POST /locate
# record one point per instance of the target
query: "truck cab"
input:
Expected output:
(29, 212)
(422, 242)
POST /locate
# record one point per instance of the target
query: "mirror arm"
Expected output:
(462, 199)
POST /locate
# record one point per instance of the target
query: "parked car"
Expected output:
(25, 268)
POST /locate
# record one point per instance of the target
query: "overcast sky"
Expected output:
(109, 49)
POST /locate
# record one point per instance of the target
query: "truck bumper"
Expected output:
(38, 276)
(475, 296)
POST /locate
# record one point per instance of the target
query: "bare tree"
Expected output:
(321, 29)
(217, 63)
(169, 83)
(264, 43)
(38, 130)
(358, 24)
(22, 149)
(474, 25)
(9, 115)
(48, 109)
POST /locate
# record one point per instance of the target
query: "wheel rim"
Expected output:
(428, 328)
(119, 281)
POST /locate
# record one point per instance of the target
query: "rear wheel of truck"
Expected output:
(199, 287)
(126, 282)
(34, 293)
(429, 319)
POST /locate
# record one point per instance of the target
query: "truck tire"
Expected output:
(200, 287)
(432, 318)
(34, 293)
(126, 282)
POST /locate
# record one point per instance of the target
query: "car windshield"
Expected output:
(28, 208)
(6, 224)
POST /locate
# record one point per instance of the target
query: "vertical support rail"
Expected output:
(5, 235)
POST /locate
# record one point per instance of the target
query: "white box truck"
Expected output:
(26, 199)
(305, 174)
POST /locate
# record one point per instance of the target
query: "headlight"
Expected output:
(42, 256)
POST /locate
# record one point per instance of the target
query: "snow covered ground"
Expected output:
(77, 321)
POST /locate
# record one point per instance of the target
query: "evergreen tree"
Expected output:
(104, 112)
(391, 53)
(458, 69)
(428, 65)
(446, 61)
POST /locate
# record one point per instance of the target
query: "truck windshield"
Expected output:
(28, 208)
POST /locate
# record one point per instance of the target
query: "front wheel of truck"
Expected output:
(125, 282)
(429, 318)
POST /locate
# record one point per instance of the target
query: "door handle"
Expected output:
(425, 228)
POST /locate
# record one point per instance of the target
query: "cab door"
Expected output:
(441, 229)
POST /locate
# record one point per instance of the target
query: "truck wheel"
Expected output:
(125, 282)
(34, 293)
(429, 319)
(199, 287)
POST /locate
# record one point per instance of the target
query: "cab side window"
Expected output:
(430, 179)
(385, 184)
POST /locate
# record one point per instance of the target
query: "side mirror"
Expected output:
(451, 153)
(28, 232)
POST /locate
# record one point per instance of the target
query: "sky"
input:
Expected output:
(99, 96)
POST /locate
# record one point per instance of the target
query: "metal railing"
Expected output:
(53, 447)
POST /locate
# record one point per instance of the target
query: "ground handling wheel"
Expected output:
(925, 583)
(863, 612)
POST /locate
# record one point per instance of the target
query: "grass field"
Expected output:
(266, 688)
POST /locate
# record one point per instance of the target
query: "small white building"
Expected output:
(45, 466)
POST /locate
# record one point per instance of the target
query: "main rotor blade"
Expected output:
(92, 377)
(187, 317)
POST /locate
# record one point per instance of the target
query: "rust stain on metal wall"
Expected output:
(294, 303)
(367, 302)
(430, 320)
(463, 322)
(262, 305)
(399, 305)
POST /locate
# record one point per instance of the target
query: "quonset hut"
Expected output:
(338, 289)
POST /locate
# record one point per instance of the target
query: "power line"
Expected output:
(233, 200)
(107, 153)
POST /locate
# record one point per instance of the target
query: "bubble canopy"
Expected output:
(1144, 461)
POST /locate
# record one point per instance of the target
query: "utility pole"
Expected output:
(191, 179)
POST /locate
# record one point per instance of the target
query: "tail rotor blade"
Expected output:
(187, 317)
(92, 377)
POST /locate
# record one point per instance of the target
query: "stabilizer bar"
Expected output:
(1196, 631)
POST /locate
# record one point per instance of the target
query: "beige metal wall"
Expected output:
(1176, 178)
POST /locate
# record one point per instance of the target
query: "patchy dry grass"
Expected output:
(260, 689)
□ □ □ □ □
**Problem**.
Each line in which the string "wall" is found must be copied from the data.

**Answer space**.
query: "rust stain on metal wall"
query: "beige metal wall"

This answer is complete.